East London Textile Art

John Frederick Lewis: Facing Fame & The Octagon Project


We looked at the patterns of the textiles you see in the paintings and made them our own. I just like to sew. All the octagons we made are different and sewn by hand while we chat.

The Octagon Project participant from East London Textile Arts



East London Textile Arts (ELTA) is a participatory textiles project based in Newham, East London. They work with diverse groups of all abilities, on a long-term basis, providing learners with opportunities to develop a wide range of textiles-based knowledge and skills. During weekly textile classes and research visits, learners develop their skills and creativity through collaborative craftworks.

Sonia Tuttiett is the lead textile artist of East London Textile Arts, while Celia Ward leads on fabric, paper and book designs. The Art Workers' Guild have generously imparted their knowledge, design skills and specialist teaching.

Over 150 years after Mary Watts taught clay modelling classes for shoe-shine boys in Whitechapel, Watts Gallery Trust continues to develop creative learning partnerships with community groups in London's East End.

The Octagon Project

A partnership between Watts Gallery Trust, The Art Workers' Guild and East London Textile Arts, this project involved over seventy people, including forty participants from East London Textile Arts, who hand embroidered over two hundred octagon designs. These were then stitched together to form gowns inspired by the John Frederick Lewis: Facing Fame exhibition (9 July – 3 November 2019) at Watts Gallery – Artists' Village. A collection of patterned papers, textiles, clothes and hand bound booklets were also made based on the octagon pattern. In 2019, the Octagon Project was displayed at Watts Gallery – Artists' Village, the Art Workers' Guild,London and then at Little Ilford Baptist Church, where much of the work was made.

> [Data listing]:
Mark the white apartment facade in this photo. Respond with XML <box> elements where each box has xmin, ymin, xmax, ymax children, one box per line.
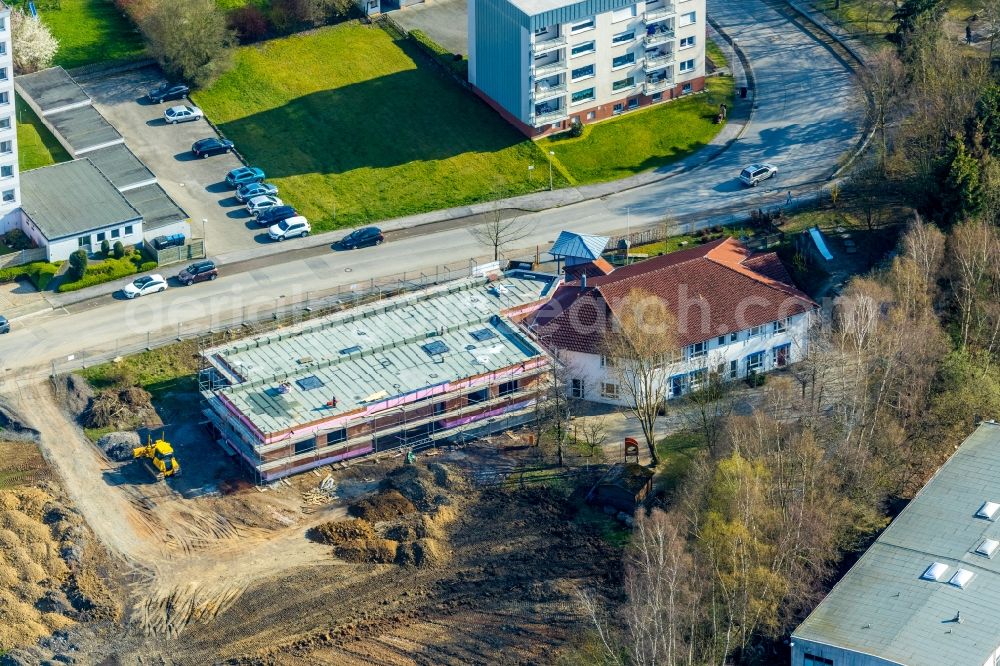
<box><xmin>468</xmin><ymin>0</ymin><xmax>706</xmax><ymax>136</ymax></box>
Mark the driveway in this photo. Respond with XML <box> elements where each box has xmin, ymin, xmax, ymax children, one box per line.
<box><xmin>77</xmin><ymin>67</ymin><xmax>260</xmax><ymax>255</ymax></box>
<box><xmin>389</xmin><ymin>0</ymin><xmax>469</xmax><ymax>56</ymax></box>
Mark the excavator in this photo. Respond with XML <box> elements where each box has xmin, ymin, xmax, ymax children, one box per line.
<box><xmin>132</xmin><ymin>433</ymin><xmax>181</xmax><ymax>479</ymax></box>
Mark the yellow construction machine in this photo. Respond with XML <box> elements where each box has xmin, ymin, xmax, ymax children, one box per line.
<box><xmin>132</xmin><ymin>433</ymin><xmax>181</xmax><ymax>479</ymax></box>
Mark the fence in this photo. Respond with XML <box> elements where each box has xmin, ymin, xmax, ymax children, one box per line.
<box><xmin>48</xmin><ymin>261</ymin><xmax>490</xmax><ymax>379</ymax></box>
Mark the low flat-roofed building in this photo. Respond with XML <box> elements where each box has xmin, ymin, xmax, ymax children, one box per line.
<box><xmin>21</xmin><ymin>158</ymin><xmax>142</xmax><ymax>261</ymax></box>
<box><xmin>791</xmin><ymin>422</ymin><xmax>1000</xmax><ymax>666</ymax></box>
<box><xmin>203</xmin><ymin>271</ymin><xmax>559</xmax><ymax>481</ymax></box>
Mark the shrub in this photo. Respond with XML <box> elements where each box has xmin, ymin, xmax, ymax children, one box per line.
<box><xmin>67</xmin><ymin>248</ymin><xmax>88</xmax><ymax>281</ymax></box>
<box><xmin>227</xmin><ymin>5</ymin><xmax>271</xmax><ymax>44</ymax></box>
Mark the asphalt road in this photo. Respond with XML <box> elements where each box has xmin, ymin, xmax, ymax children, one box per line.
<box><xmin>0</xmin><ymin>0</ymin><xmax>864</xmax><ymax>379</ymax></box>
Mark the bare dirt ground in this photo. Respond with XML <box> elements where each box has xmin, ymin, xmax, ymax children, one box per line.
<box><xmin>8</xmin><ymin>384</ymin><xmax>620</xmax><ymax>664</ymax></box>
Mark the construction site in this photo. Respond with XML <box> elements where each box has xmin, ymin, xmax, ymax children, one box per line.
<box><xmin>0</xmin><ymin>264</ymin><xmax>624</xmax><ymax>664</ymax></box>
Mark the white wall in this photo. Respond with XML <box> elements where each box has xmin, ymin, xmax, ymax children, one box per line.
<box><xmin>559</xmin><ymin>314</ymin><xmax>810</xmax><ymax>406</ymax></box>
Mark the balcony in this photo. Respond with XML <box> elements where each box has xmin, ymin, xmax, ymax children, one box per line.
<box><xmin>531</xmin><ymin>35</ymin><xmax>567</xmax><ymax>55</ymax></box>
<box><xmin>531</xmin><ymin>83</ymin><xmax>566</xmax><ymax>102</ymax></box>
<box><xmin>534</xmin><ymin>59</ymin><xmax>566</xmax><ymax>79</ymax></box>
<box><xmin>642</xmin><ymin>28</ymin><xmax>674</xmax><ymax>46</ymax></box>
<box><xmin>642</xmin><ymin>76</ymin><xmax>674</xmax><ymax>95</ymax></box>
<box><xmin>642</xmin><ymin>53</ymin><xmax>674</xmax><ymax>74</ymax></box>
<box><xmin>642</xmin><ymin>4</ymin><xmax>677</xmax><ymax>25</ymax></box>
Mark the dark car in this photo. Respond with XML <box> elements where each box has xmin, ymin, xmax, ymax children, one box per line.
<box><xmin>337</xmin><ymin>227</ymin><xmax>385</xmax><ymax>250</ymax></box>
<box><xmin>153</xmin><ymin>234</ymin><xmax>184</xmax><ymax>250</ymax></box>
<box><xmin>191</xmin><ymin>137</ymin><xmax>233</xmax><ymax>157</ymax></box>
<box><xmin>148</xmin><ymin>83</ymin><xmax>191</xmax><ymax>104</ymax></box>
<box><xmin>257</xmin><ymin>206</ymin><xmax>298</xmax><ymax>227</ymax></box>
<box><xmin>177</xmin><ymin>260</ymin><xmax>219</xmax><ymax>287</ymax></box>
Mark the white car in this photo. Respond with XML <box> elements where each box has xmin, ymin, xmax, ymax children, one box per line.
<box><xmin>163</xmin><ymin>104</ymin><xmax>205</xmax><ymax>125</ymax></box>
<box><xmin>740</xmin><ymin>162</ymin><xmax>778</xmax><ymax>187</ymax></box>
<box><xmin>122</xmin><ymin>275</ymin><xmax>167</xmax><ymax>298</ymax></box>
<box><xmin>247</xmin><ymin>194</ymin><xmax>285</xmax><ymax>215</ymax></box>
<box><xmin>267</xmin><ymin>215</ymin><xmax>312</xmax><ymax>241</ymax></box>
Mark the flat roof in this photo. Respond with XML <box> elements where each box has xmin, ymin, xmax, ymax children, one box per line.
<box><xmin>15</xmin><ymin>67</ymin><xmax>90</xmax><ymax>114</ymax></box>
<box><xmin>87</xmin><ymin>143</ymin><xmax>156</xmax><ymax>189</ymax></box>
<box><xmin>792</xmin><ymin>422</ymin><xmax>1000</xmax><ymax>666</ymax></box>
<box><xmin>203</xmin><ymin>272</ymin><xmax>558</xmax><ymax>435</ymax></box>
<box><xmin>21</xmin><ymin>158</ymin><xmax>141</xmax><ymax>241</ymax></box>
<box><xmin>45</xmin><ymin>106</ymin><xmax>124</xmax><ymax>153</ymax></box>
<box><xmin>122</xmin><ymin>183</ymin><xmax>188</xmax><ymax>234</ymax></box>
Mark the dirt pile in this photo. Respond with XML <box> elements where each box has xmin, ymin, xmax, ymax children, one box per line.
<box><xmin>312</xmin><ymin>518</ymin><xmax>375</xmax><ymax>546</ymax></box>
<box><xmin>348</xmin><ymin>488</ymin><xmax>417</xmax><ymax>523</ymax></box>
<box><xmin>97</xmin><ymin>431</ymin><xmax>139</xmax><ymax>461</ymax></box>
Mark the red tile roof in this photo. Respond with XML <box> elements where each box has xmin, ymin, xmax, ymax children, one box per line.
<box><xmin>530</xmin><ymin>238</ymin><xmax>817</xmax><ymax>354</ymax></box>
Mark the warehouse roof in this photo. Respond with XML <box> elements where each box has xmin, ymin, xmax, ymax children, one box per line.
<box><xmin>204</xmin><ymin>272</ymin><xmax>557</xmax><ymax>434</ymax></box>
<box><xmin>793</xmin><ymin>422</ymin><xmax>1000</xmax><ymax>666</ymax></box>
<box><xmin>15</xmin><ymin>67</ymin><xmax>90</xmax><ymax>114</ymax></box>
<box><xmin>21</xmin><ymin>158</ymin><xmax>142</xmax><ymax>241</ymax></box>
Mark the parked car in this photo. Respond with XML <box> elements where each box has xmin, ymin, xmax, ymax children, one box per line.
<box><xmin>740</xmin><ymin>163</ymin><xmax>778</xmax><ymax>187</ymax></box>
<box><xmin>236</xmin><ymin>183</ymin><xmax>278</xmax><ymax>203</ymax></box>
<box><xmin>337</xmin><ymin>227</ymin><xmax>385</xmax><ymax>250</ymax></box>
<box><xmin>163</xmin><ymin>104</ymin><xmax>205</xmax><ymax>125</ymax></box>
<box><xmin>267</xmin><ymin>215</ymin><xmax>312</xmax><ymax>241</ymax></box>
<box><xmin>257</xmin><ymin>205</ymin><xmax>298</xmax><ymax>227</ymax></box>
<box><xmin>153</xmin><ymin>234</ymin><xmax>184</xmax><ymax>250</ymax></box>
<box><xmin>226</xmin><ymin>167</ymin><xmax>264</xmax><ymax>187</ymax></box>
<box><xmin>247</xmin><ymin>195</ymin><xmax>285</xmax><ymax>215</ymax></box>
<box><xmin>122</xmin><ymin>275</ymin><xmax>167</xmax><ymax>298</ymax></box>
<box><xmin>177</xmin><ymin>259</ymin><xmax>219</xmax><ymax>287</ymax></box>
<box><xmin>146</xmin><ymin>83</ymin><xmax>191</xmax><ymax>104</ymax></box>
<box><xmin>191</xmin><ymin>136</ymin><xmax>233</xmax><ymax>157</ymax></box>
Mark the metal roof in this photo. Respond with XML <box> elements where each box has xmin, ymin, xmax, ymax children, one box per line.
<box><xmin>122</xmin><ymin>183</ymin><xmax>188</xmax><ymax>234</ymax></box>
<box><xmin>45</xmin><ymin>106</ymin><xmax>125</xmax><ymax>154</ymax></box>
<box><xmin>204</xmin><ymin>272</ymin><xmax>557</xmax><ymax>434</ymax></box>
<box><xmin>21</xmin><ymin>158</ymin><xmax>142</xmax><ymax>241</ymax></box>
<box><xmin>15</xmin><ymin>67</ymin><xmax>90</xmax><ymax>114</ymax></box>
<box><xmin>549</xmin><ymin>231</ymin><xmax>608</xmax><ymax>261</ymax></box>
<box><xmin>792</xmin><ymin>422</ymin><xmax>1000</xmax><ymax>666</ymax></box>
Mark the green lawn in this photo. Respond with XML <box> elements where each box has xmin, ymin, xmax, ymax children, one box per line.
<box><xmin>24</xmin><ymin>0</ymin><xmax>145</xmax><ymax>68</ymax></box>
<box><xmin>16</xmin><ymin>95</ymin><xmax>69</xmax><ymax>171</ymax></box>
<box><xmin>540</xmin><ymin>76</ymin><xmax>734</xmax><ymax>185</ymax></box>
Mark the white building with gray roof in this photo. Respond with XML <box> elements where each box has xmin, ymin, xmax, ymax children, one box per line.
<box><xmin>791</xmin><ymin>421</ymin><xmax>1000</xmax><ymax>666</ymax></box>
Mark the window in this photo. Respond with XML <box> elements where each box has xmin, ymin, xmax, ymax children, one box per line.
<box><xmin>611</xmin><ymin>76</ymin><xmax>635</xmax><ymax>90</ymax></box>
<box><xmin>611</xmin><ymin>5</ymin><xmax>636</xmax><ymax>23</ymax></box>
<box><xmin>611</xmin><ymin>53</ymin><xmax>635</xmax><ymax>69</ymax></box>
<box><xmin>687</xmin><ymin>342</ymin><xmax>708</xmax><ymax>358</ymax></box>
<box><xmin>571</xmin><ymin>88</ymin><xmax>594</xmax><ymax>104</ymax></box>
<box><xmin>570</xmin><ymin>65</ymin><xmax>594</xmax><ymax>81</ymax></box>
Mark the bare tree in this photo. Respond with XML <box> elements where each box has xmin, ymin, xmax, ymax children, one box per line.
<box><xmin>603</xmin><ymin>289</ymin><xmax>678</xmax><ymax>467</ymax></box>
<box><xmin>469</xmin><ymin>205</ymin><xmax>531</xmax><ymax>261</ymax></box>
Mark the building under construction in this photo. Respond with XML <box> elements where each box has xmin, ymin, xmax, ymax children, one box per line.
<box><xmin>202</xmin><ymin>271</ymin><xmax>559</xmax><ymax>482</ymax></box>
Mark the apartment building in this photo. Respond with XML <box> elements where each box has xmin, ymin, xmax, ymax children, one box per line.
<box><xmin>529</xmin><ymin>238</ymin><xmax>817</xmax><ymax>405</ymax></box>
<box><xmin>468</xmin><ymin>0</ymin><xmax>706</xmax><ymax>136</ymax></box>
<box><xmin>0</xmin><ymin>3</ymin><xmax>21</xmax><ymax>233</ymax></box>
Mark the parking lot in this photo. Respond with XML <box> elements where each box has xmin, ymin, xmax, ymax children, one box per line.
<box><xmin>77</xmin><ymin>67</ymin><xmax>268</xmax><ymax>255</ymax></box>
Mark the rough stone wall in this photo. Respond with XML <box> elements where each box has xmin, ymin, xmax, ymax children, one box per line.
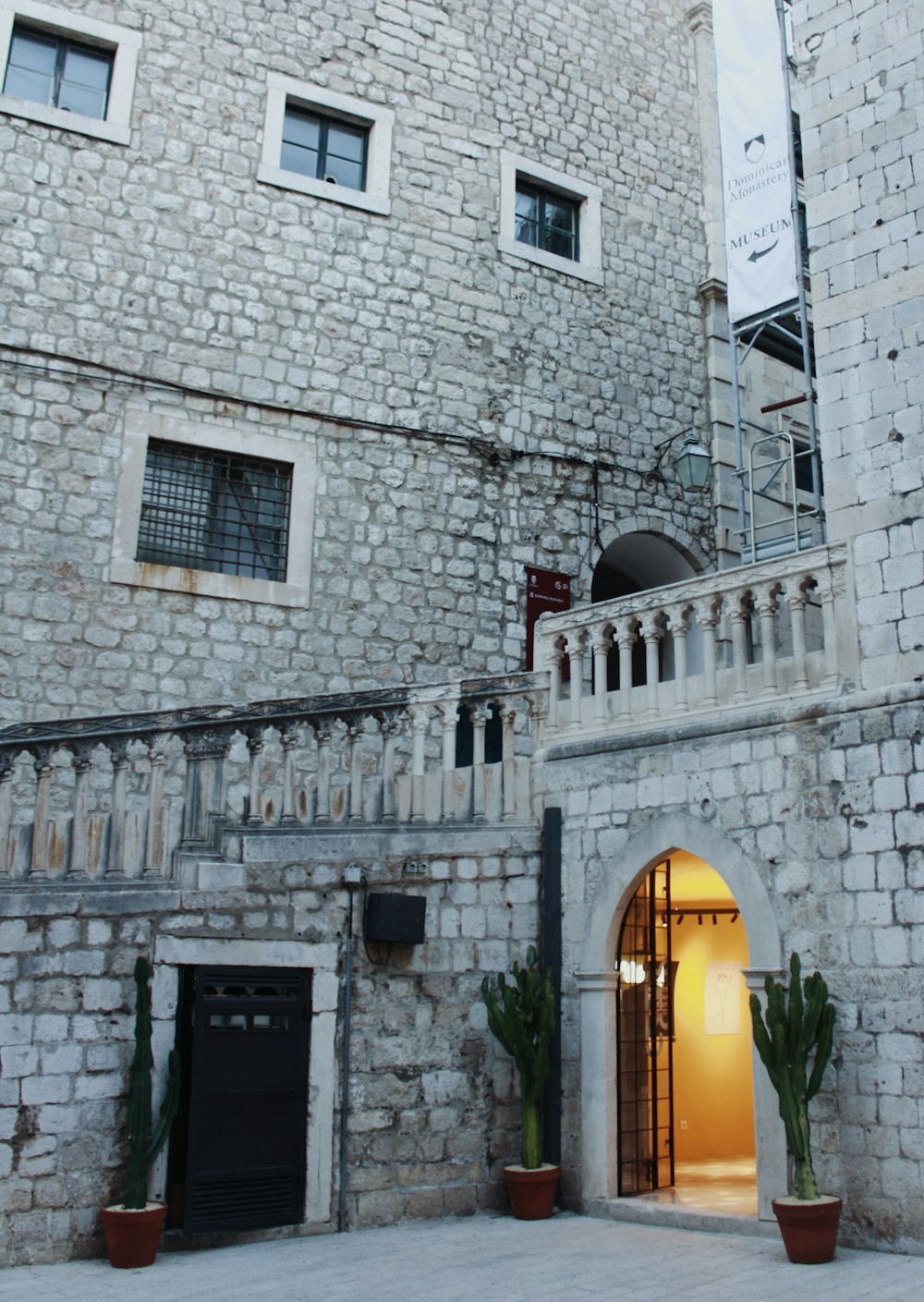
<box><xmin>547</xmin><ymin>703</ymin><xmax>924</xmax><ymax>1251</ymax></box>
<box><xmin>794</xmin><ymin>0</ymin><xmax>924</xmax><ymax>688</ymax></box>
<box><xmin>0</xmin><ymin>0</ymin><xmax>705</xmax><ymax>719</ymax></box>
<box><xmin>0</xmin><ymin>834</ymin><xmax>539</xmax><ymax>1264</ymax></box>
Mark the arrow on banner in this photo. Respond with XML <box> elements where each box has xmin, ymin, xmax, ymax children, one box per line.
<box><xmin>747</xmin><ymin>239</ymin><xmax>780</xmax><ymax>262</ymax></box>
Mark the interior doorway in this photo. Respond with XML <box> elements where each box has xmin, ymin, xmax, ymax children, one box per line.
<box><xmin>617</xmin><ymin>850</ymin><xmax>758</xmax><ymax>1215</ymax></box>
<box><xmin>168</xmin><ymin>966</ymin><xmax>311</xmax><ymax>1233</ymax></box>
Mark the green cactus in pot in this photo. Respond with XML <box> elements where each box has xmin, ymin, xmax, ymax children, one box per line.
<box><xmin>481</xmin><ymin>945</ymin><xmax>555</xmax><ymax>1171</ymax></box>
<box><xmin>751</xmin><ymin>955</ymin><xmax>834</xmax><ymax>1200</ymax></box>
<box><xmin>122</xmin><ymin>955</ymin><xmax>179</xmax><ymax>1210</ymax></box>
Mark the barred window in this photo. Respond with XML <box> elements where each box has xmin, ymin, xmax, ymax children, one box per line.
<box><xmin>135</xmin><ymin>439</ymin><xmax>291</xmax><ymax>582</ymax></box>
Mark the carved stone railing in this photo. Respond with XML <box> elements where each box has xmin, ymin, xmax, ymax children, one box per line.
<box><xmin>0</xmin><ymin>675</ymin><xmax>545</xmax><ymax>885</ymax></box>
<box><xmin>535</xmin><ymin>545</ymin><xmax>857</xmax><ymax>742</ymax></box>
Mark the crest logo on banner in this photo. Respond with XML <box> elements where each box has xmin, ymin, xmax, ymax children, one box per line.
<box><xmin>711</xmin><ymin>0</ymin><xmax>799</xmax><ymax>322</ymax></box>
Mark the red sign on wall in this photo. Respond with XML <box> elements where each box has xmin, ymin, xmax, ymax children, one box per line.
<box><xmin>526</xmin><ymin>569</ymin><xmax>571</xmax><ymax>669</ymax></box>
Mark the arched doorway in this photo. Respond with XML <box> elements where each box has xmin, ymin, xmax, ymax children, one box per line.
<box><xmin>615</xmin><ymin>850</ymin><xmax>758</xmax><ymax>1216</ymax></box>
<box><xmin>578</xmin><ymin>808</ymin><xmax>786</xmax><ymax>1220</ymax></box>
<box><xmin>590</xmin><ymin>529</ymin><xmax>700</xmax><ymax>691</ymax></box>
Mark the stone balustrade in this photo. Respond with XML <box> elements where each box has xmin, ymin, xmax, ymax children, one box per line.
<box><xmin>535</xmin><ymin>545</ymin><xmax>857</xmax><ymax>741</ymax></box>
<box><xmin>0</xmin><ymin>675</ymin><xmax>544</xmax><ymax>885</ymax></box>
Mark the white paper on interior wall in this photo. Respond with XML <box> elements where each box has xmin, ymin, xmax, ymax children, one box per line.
<box><xmin>711</xmin><ymin>0</ymin><xmax>797</xmax><ymax>322</ymax></box>
<box><xmin>703</xmin><ymin>962</ymin><xmax>742</xmax><ymax>1035</ymax></box>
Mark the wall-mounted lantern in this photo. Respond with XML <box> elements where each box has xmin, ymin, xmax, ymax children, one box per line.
<box><xmin>675</xmin><ymin>430</ymin><xmax>711</xmax><ymax>493</ymax></box>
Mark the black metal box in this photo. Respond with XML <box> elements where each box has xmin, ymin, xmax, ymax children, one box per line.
<box><xmin>366</xmin><ymin>892</ymin><xmax>427</xmax><ymax>945</ymax></box>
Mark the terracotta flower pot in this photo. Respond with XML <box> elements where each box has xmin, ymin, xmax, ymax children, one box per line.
<box><xmin>99</xmin><ymin>1203</ymin><xmax>166</xmax><ymax>1271</ymax></box>
<box><xmin>504</xmin><ymin>1162</ymin><xmax>561</xmax><ymax>1220</ymax></box>
<box><xmin>773</xmin><ymin>1194</ymin><xmax>844</xmax><ymax>1266</ymax></box>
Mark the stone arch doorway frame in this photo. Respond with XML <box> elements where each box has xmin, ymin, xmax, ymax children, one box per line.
<box><xmin>578</xmin><ymin>814</ymin><xmax>787</xmax><ymax>1220</ymax></box>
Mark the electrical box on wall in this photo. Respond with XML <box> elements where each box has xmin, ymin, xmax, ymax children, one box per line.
<box><xmin>366</xmin><ymin>892</ymin><xmax>427</xmax><ymax>945</ymax></box>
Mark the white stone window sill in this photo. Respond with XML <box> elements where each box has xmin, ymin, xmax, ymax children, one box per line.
<box><xmin>109</xmin><ymin>557</ymin><xmax>311</xmax><ymax>607</ymax></box>
<box><xmin>0</xmin><ymin>95</ymin><xmax>131</xmax><ymax>144</ymax></box>
<box><xmin>497</xmin><ymin>236</ymin><xmax>604</xmax><ymax>286</ymax></box>
<box><xmin>256</xmin><ymin>163</ymin><xmax>392</xmax><ymax>217</ymax></box>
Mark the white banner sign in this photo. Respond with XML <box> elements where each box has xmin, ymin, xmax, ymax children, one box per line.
<box><xmin>711</xmin><ymin>0</ymin><xmax>797</xmax><ymax>322</ymax></box>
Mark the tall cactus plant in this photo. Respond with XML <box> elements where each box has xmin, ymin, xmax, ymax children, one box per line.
<box><xmin>751</xmin><ymin>955</ymin><xmax>834</xmax><ymax>1199</ymax></box>
<box><xmin>122</xmin><ymin>955</ymin><xmax>179</xmax><ymax>1210</ymax></box>
<box><xmin>481</xmin><ymin>945</ymin><xmax>555</xmax><ymax>1171</ymax></box>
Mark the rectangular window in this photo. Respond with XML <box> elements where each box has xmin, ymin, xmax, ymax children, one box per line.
<box><xmin>0</xmin><ymin>0</ymin><xmax>142</xmax><ymax>144</ymax></box>
<box><xmin>280</xmin><ymin>108</ymin><xmax>369</xmax><ymax>190</ymax></box>
<box><xmin>256</xmin><ymin>73</ymin><xmax>395</xmax><ymax>216</ymax></box>
<box><xmin>497</xmin><ymin>150</ymin><xmax>604</xmax><ymax>286</ymax></box>
<box><xmin>135</xmin><ymin>439</ymin><xmax>291</xmax><ymax>582</ymax></box>
<box><xmin>516</xmin><ymin>181</ymin><xmax>580</xmax><ymax>262</ymax></box>
<box><xmin>3</xmin><ymin>23</ymin><xmax>114</xmax><ymax>121</ymax></box>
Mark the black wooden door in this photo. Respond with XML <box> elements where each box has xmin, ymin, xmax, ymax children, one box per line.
<box><xmin>617</xmin><ymin>859</ymin><xmax>675</xmax><ymax>1197</ymax></box>
<box><xmin>182</xmin><ymin>967</ymin><xmax>311</xmax><ymax>1232</ymax></box>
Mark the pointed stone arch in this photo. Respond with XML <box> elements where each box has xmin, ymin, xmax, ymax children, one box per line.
<box><xmin>578</xmin><ymin>802</ymin><xmax>786</xmax><ymax>1220</ymax></box>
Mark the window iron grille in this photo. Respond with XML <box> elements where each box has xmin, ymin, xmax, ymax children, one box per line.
<box><xmin>135</xmin><ymin>439</ymin><xmax>291</xmax><ymax>582</ymax></box>
<box><xmin>3</xmin><ymin>23</ymin><xmax>114</xmax><ymax>121</ymax></box>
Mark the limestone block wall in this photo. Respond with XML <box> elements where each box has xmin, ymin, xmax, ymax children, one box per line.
<box><xmin>547</xmin><ymin>704</ymin><xmax>924</xmax><ymax>1251</ymax></box>
<box><xmin>0</xmin><ymin>0</ymin><xmax>711</xmax><ymax>719</ymax></box>
<box><xmin>794</xmin><ymin>0</ymin><xmax>924</xmax><ymax>687</ymax></box>
<box><xmin>0</xmin><ymin>830</ymin><xmax>539</xmax><ymax>1264</ymax></box>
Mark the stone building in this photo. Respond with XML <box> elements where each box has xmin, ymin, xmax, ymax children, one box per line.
<box><xmin>0</xmin><ymin>0</ymin><xmax>924</xmax><ymax>1261</ymax></box>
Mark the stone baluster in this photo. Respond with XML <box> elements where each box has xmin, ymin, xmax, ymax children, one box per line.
<box><xmin>245</xmin><ymin>724</ymin><xmax>263</xmax><ymax>827</ymax></box>
<box><xmin>143</xmin><ymin>735</ymin><xmax>168</xmax><ymax>878</ymax></box>
<box><xmin>567</xmin><ymin>629</ymin><xmax>586</xmax><ymax>730</ymax></box>
<box><xmin>547</xmin><ymin>640</ymin><xmax>565</xmax><ymax>729</ymax></box>
<box><xmin>0</xmin><ymin>751</ymin><xmax>16</xmax><ymax>878</ymax></box>
<box><xmin>639</xmin><ymin>611</ymin><xmax>663</xmax><ymax>719</ymax></box>
<box><xmin>615</xmin><ymin>614</ymin><xmax>638</xmax><ymax>724</ymax></box>
<box><xmin>694</xmin><ymin>594</ymin><xmax>723</xmax><ymax>706</ymax></box>
<box><xmin>105</xmin><ymin>736</ymin><xmax>131</xmax><ymax>879</ymax></box>
<box><xmin>280</xmin><ymin>724</ymin><xmax>300</xmax><ymax>824</ymax></box>
<box><xmin>756</xmin><ymin>583</ymin><xmax>780</xmax><ymax>697</ymax></box>
<box><xmin>345</xmin><ymin>715</ymin><xmax>366</xmax><ymax>822</ymax></box>
<box><xmin>501</xmin><ymin>708</ymin><xmax>517</xmax><ymax>822</ymax></box>
<box><xmin>29</xmin><ymin>746</ymin><xmax>55</xmax><ymax>882</ymax></box>
<box><xmin>440</xmin><ymin>700</ymin><xmax>459</xmax><ymax>822</ymax></box>
<box><xmin>376</xmin><ymin>711</ymin><xmax>401</xmax><ymax>822</ymax></box>
<box><xmin>311</xmin><ymin>719</ymin><xmax>332</xmax><ymax>824</ymax></box>
<box><xmin>729</xmin><ymin>590</ymin><xmax>751</xmax><ymax>700</ymax></box>
<box><xmin>410</xmin><ymin>706</ymin><xmax>430</xmax><ymax>822</ymax></box>
<box><xmin>67</xmin><ymin>742</ymin><xmax>96</xmax><ymax>878</ymax></box>
<box><xmin>666</xmin><ymin>605</ymin><xmax>689</xmax><ymax>710</ymax></box>
<box><xmin>786</xmin><ymin>577</ymin><xmax>809</xmax><ymax>691</ymax></box>
<box><xmin>815</xmin><ymin>570</ymin><xmax>845</xmax><ymax>690</ymax></box>
<box><xmin>184</xmin><ymin>728</ymin><xmax>230</xmax><ymax>845</ymax></box>
<box><xmin>593</xmin><ymin>627</ymin><xmax>613</xmax><ymax>723</ymax></box>
<box><xmin>468</xmin><ymin>703</ymin><xmax>491</xmax><ymax>822</ymax></box>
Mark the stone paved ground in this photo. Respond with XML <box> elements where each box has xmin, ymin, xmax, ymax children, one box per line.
<box><xmin>0</xmin><ymin>1215</ymin><xmax>924</xmax><ymax>1302</ymax></box>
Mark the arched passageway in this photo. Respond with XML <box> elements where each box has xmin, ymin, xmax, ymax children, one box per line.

> [What you should do]: Extract from the text about the Octagon Project the part that opens with the words containing "Sonia Tuttiett is" and closes with "and specialist teaching.", copying it word for word.

> [The answer]:
Sonia Tuttiett is the lead textile artist of East London Textile Arts, while Celia Ward leads on fabric, paper and book designs. The Art Workers' Guild have generously imparted their knowledge, design skills and specialist teaching.